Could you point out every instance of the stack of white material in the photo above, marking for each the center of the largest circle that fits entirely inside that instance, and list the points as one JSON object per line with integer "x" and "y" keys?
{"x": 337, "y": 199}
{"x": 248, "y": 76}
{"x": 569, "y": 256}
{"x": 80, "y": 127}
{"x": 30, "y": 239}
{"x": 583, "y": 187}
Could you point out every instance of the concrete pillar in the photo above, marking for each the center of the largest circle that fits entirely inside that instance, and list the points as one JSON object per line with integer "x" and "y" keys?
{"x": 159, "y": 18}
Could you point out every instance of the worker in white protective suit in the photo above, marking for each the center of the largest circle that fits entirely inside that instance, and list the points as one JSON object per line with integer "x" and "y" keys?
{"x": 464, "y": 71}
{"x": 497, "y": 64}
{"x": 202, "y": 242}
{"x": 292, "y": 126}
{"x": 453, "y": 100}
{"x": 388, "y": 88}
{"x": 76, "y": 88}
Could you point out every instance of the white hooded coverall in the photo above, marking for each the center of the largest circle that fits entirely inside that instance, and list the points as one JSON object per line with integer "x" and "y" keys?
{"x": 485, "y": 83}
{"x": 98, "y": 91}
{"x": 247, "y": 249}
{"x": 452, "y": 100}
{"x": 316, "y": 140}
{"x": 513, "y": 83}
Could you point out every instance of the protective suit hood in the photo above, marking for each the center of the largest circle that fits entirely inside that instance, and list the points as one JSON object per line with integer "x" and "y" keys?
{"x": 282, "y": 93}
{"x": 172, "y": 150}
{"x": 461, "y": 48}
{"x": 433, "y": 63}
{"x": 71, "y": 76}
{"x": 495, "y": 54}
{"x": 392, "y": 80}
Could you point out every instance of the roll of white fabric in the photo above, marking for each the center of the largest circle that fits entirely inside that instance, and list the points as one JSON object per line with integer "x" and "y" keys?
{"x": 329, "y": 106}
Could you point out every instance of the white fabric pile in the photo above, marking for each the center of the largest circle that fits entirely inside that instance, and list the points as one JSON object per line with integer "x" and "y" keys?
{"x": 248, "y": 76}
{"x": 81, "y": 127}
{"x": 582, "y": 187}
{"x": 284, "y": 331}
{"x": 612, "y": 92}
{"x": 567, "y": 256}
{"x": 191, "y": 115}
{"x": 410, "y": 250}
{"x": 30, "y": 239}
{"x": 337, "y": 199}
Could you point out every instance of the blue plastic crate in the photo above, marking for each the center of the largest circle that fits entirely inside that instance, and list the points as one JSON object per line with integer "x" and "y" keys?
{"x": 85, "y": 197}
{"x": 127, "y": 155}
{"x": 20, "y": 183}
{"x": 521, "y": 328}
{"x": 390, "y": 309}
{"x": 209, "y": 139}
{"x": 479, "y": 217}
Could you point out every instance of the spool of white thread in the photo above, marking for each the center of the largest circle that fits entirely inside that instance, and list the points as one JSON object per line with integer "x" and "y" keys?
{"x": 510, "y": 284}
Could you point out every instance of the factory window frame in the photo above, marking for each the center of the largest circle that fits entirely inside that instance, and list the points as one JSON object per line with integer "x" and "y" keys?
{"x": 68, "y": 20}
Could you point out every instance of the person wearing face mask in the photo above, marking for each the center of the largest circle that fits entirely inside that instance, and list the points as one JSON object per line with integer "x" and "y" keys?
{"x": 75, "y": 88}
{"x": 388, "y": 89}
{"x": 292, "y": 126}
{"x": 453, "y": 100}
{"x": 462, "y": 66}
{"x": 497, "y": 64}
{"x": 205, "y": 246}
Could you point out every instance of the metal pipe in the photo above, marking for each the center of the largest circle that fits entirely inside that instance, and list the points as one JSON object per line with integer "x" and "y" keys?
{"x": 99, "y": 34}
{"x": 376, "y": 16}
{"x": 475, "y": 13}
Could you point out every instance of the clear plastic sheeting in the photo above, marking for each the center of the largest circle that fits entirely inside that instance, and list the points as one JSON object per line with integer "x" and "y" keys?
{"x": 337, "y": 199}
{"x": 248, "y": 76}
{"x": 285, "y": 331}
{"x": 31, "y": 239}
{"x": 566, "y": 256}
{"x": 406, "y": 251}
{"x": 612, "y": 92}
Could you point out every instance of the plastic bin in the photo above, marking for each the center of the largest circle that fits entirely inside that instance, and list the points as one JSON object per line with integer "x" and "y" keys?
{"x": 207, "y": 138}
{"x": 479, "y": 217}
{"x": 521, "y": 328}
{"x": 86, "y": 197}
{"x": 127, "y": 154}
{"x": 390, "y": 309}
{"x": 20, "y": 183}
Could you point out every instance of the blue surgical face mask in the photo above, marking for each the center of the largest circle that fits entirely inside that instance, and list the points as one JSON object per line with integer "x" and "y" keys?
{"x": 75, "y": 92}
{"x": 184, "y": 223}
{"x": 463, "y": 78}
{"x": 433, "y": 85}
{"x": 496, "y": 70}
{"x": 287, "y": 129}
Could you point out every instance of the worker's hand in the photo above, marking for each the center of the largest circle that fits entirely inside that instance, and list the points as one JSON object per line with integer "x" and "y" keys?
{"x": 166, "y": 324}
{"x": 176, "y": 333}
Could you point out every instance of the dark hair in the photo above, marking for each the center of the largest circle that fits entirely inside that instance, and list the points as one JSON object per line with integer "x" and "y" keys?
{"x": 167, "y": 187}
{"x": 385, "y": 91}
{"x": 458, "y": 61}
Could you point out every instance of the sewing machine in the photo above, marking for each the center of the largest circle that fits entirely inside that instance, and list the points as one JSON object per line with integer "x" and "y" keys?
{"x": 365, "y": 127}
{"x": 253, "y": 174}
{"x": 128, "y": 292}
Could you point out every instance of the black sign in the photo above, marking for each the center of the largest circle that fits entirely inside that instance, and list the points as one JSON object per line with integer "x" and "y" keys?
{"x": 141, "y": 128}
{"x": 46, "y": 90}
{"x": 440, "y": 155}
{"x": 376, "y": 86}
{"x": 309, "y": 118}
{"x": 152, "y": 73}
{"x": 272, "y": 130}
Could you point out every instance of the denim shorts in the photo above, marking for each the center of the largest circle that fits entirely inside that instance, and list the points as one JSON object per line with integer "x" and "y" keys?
+++
Set problem: Each line above is to be repeated exactly.

Full response:
Could you point out every instance of the stack of white material in the photo above, marking for each the center of the largest circle that fits entirely inside that instance, and list the points as one JSON object per line with integer "x" and "y" keys?
{"x": 337, "y": 199}
{"x": 248, "y": 76}
{"x": 569, "y": 256}
{"x": 80, "y": 127}
{"x": 30, "y": 239}
{"x": 583, "y": 187}
Could you point out every instance of the concrete pillar in the photo above, marking for each the center of the largest circle that fits entirely inside that instance, and list the points as one JSON object per line with integer "x" and "y" keys?
{"x": 159, "y": 18}
Could you point out every instance of the worker in white protective suit in the photo above, marking for each the center of the largest circle that fits entirely inside that instance, and list the points as one JSON object per line with integer "x" and "y" keys?
{"x": 464, "y": 71}
{"x": 497, "y": 64}
{"x": 202, "y": 242}
{"x": 292, "y": 126}
{"x": 453, "y": 100}
{"x": 388, "y": 88}
{"x": 76, "y": 88}
Could you point out every instance of the white hooded coverall in the photo above, marking for each the center of the largest circle that fits entirely inside that instance, and list the points as one JSON object per line with integer "x" and "y" keys?
{"x": 485, "y": 83}
{"x": 98, "y": 91}
{"x": 247, "y": 249}
{"x": 452, "y": 100}
{"x": 316, "y": 140}
{"x": 513, "y": 83}
Could you point out every instance of the protective suit hood in the photo above, marking for each the center of the largest circle that fits entirely inside that instance, and list the points as one JSON object per line with integer "x" and "y" keys?
{"x": 282, "y": 93}
{"x": 172, "y": 150}
{"x": 461, "y": 48}
{"x": 433, "y": 63}
{"x": 71, "y": 76}
{"x": 495, "y": 54}
{"x": 392, "y": 80}
Could you point out every instance of the roll of white fabric in the photo above, marking for each the center of the largest circle that fits entirely inside that instance, and list the points as one JSON object per line with integer "x" and "y" keys?
{"x": 329, "y": 106}
Could you point out every instance of the white fabric pile in the photo above, marking for each the center of the largest circle that fits entirely inside that instance, and list the points as one JSON object per line with integer "x" and "y" keys?
{"x": 248, "y": 76}
{"x": 81, "y": 127}
{"x": 582, "y": 187}
{"x": 284, "y": 331}
{"x": 612, "y": 92}
{"x": 567, "y": 256}
{"x": 191, "y": 115}
{"x": 410, "y": 250}
{"x": 30, "y": 239}
{"x": 337, "y": 199}
Could you point out every instance of the blue plastic crate in the photo above, marking for each the center of the largest circle that fits entirely inside that instance, and list the points as one JSON object per line with integer "x" and "y" keys?
{"x": 85, "y": 197}
{"x": 127, "y": 155}
{"x": 20, "y": 183}
{"x": 521, "y": 328}
{"x": 390, "y": 309}
{"x": 209, "y": 139}
{"x": 479, "y": 217}
Could you point out every instance of the spool of white thread in the photo above, marking for each the center of the largest circle that fits entirely inside that instance, and list the points as one JSON object per line with integer "x" and "y" keys?
{"x": 510, "y": 284}
Could you point out every instance of the factory window frame in the photo above, marking for each the center of the largest circle that fits entirely inside that instance, and list the points as one JSON object per line with integer "x" and "y" keys?
{"x": 68, "y": 20}
Could you point out every instance of the person wearing face mask in the photo above, marking for each the center of the largest circle that fits entirely inside that instance, and list the points as one JSON object per line with integer "x" and "y" keys?
{"x": 75, "y": 88}
{"x": 388, "y": 89}
{"x": 292, "y": 126}
{"x": 453, "y": 100}
{"x": 462, "y": 66}
{"x": 497, "y": 64}
{"x": 205, "y": 246}
Could you point out every instance of the metal pipe in the photo above, marking for each the center of the largest circle that fits entirely inside that instance, and list the points as one JSON object per line with integer "x" and "y" keys?
{"x": 99, "y": 34}
{"x": 376, "y": 16}
{"x": 475, "y": 13}
Could you point out every instance of the clear plastic sheeting in the photo above, marking for each the center of the largest circle that fits entirely inside that instance, and list the points as one JSON object per line with integer "x" and "y" keys?
{"x": 337, "y": 199}
{"x": 248, "y": 76}
{"x": 285, "y": 331}
{"x": 31, "y": 239}
{"x": 566, "y": 256}
{"x": 406, "y": 251}
{"x": 612, "y": 92}
Could you point out every instance of the plastic bin in the photo above, marking for each the center of the largest circle that fits entirely inside that instance, and list the points as one JSON object per line with integer "x" and "y" keys?
{"x": 207, "y": 138}
{"x": 479, "y": 217}
{"x": 521, "y": 328}
{"x": 86, "y": 197}
{"x": 127, "y": 154}
{"x": 390, "y": 309}
{"x": 20, "y": 183}
Could you point out every instance of the blue surgical face mask in the photo above, marking for each the center of the largest circle that fits entirely inside that instance, and list the points as one JSON object per line with integer "x" and "y" keys?
{"x": 75, "y": 92}
{"x": 184, "y": 223}
{"x": 463, "y": 78}
{"x": 433, "y": 85}
{"x": 496, "y": 70}
{"x": 287, "y": 129}
Could you point out every instance of the worker's hand in the photo above, marking for each the center of the largest circle that fits entirely inside that instance, and list the points as one JSON object per line with integer "x" and "y" keys?
{"x": 166, "y": 324}
{"x": 176, "y": 333}
Could you point out every instance of the dark hair in the photo above, marking for each the center of the largest circle that fits entirely inside that instance, and list the points as one JSON object per line with integer "x" and "y" keys?
{"x": 167, "y": 187}
{"x": 385, "y": 91}
{"x": 458, "y": 61}
Could you point out every instance of the sewing machine in the photo above, marking for each the center of the largest circle that fits entirely inside that instance, and list the points as one JSON object per line with integer "x" and "y" keys?
{"x": 365, "y": 127}
{"x": 253, "y": 174}
{"x": 128, "y": 292}
Could you point out every instance of the black sign in the photo above, marking for each the center of the largest circle that fits entirely inside that instance, and list the points as one JSON object per line with integer "x" and "y" keys?
{"x": 141, "y": 128}
{"x": 46, "y": 90}
{"x": 440, "y": 155}
{"x": 376, "y": 86}
{"x": 309, "y": 118}
{"x": 152, "y": 73}
{"x": 272, "y": 130}
Could you point out every instance of the denim shorts in the photo above, marking for each the center of the largest circle that fits entirely inside that instance, and list the points as one JSON object per line with integer "x" and "y" keys?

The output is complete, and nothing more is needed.